Image-grounded pointing data

---

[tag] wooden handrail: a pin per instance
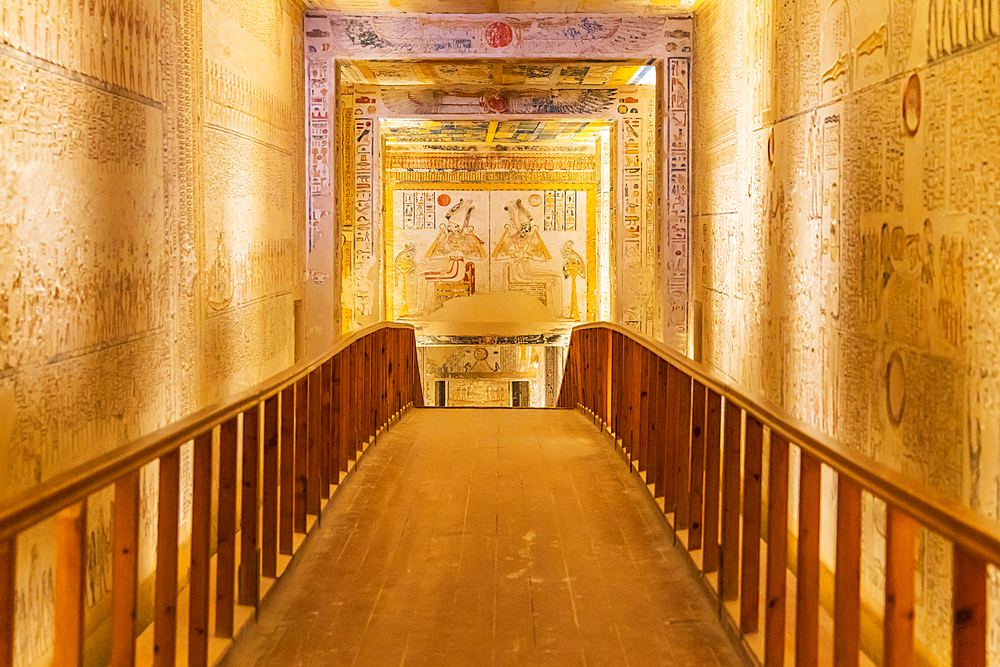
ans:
(68, 488)
(315, 419)
(974, 532)
(665, 411)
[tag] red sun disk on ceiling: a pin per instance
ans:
(499, 35)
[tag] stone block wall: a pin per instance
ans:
(151, 242)
(844, 234)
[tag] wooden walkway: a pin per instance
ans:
(488, 537)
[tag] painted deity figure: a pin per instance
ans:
(573, 268)
(405, 270)
(522, 244)
(456, 247)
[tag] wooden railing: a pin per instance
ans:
(301, 430)
(699, 440)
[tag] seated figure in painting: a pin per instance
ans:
(573, 268)
(522, 244)
(454, 248)
(404, 273)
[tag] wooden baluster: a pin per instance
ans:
(286, 523)
(367, 387)
(657, 458)
(250, 509)
(900, 540)
(807, 591)
(647, 366)
(225, 563)
(730, 574)
(614, 385)
(8, 588)
(301, 453)
(345, 388)
(682, 447)
(201, 532)
(752, 484)
(847, 590)
(269, 503)
(713, 451)
(392, 371)
(125, 570)
(313, 460)
(165, 592)
(968, 637)
(670, 449)
(336, 416)
(354, 403)
(70, 578)
(777, 553)
(696, 500)
(632, 386)
(416, 385)
(652, 430)
(326, 438)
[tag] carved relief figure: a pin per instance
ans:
(573, 268)
(522, 244)
(455, 246)
(405, 270)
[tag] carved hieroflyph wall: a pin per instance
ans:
(475, 234)
(151, 244)
(648, 267)
(845, 240)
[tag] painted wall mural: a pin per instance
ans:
(150, 230)
(385, 57)
(451, 243)
(843, 254)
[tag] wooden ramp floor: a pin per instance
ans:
(488, 537)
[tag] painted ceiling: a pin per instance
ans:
(506, 132)
(669, 7)
(537, 74)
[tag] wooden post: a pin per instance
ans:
(847, 592)
(286, 503)
(301, 454)
(682, 447)
(326, 435)
(70, 578)
(646, 366)
(713, 451)
(696, 500)
(668, 454)
(314, 462)
(8, 588)
(752, 484)
(968, 636)
(729, 585)
(249, 509)
(900, 541)
(225, 562)
(777, 553)
(269, 522)
(125, 570)
(165, 594)
(201, 529)
(807, 592)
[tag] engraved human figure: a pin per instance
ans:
(404, 276)
(522, 244)
(455, 246)
(573, 268)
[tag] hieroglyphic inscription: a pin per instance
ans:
(677, 195)
(236, 103)
(114, 41)
(366, 244)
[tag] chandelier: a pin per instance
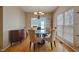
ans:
(38, 14)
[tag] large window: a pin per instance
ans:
(60, 25)
(65, 25)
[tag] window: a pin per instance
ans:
(65, 25)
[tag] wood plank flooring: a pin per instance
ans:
(24, 47)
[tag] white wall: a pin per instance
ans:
(13, 19)
(1, 27)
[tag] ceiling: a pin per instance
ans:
(45, 9)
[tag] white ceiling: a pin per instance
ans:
(38, 8)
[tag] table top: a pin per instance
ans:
(41, 32)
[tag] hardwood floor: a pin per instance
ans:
(24, 47)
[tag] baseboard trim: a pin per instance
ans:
(5, 48)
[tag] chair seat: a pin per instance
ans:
(41, 43)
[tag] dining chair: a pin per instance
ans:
(33, 38)
(51, 38)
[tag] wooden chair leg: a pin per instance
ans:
(54, 43)
(30, 46)
(34, 46)
(51, 45)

---

## Task details:
The line above containing "[tag] wooden walkway: a pin per instance", the line containing "[tag] wooden baluster: a pin per instance", and every line between them are to be transcribed exactly; no other line is wanted.

## Expected answer:
[tag] wooden walkway: a pin per instance
ans:
(488, 537)
[tag] painted deity figure: a pin per instance
ans:
(573, 268)
(405, 270)
(522, 244)
(456, 247)
[tag] wooden railing: a pin per instance
ans:
(301, 430)
(699, 440)
[tag] seated figure in painting: a pin per instance
ans:
(573, 268)
(522, 244)
(454, 248)
(404, 273)
[tag] wooden baluster: a pin per instance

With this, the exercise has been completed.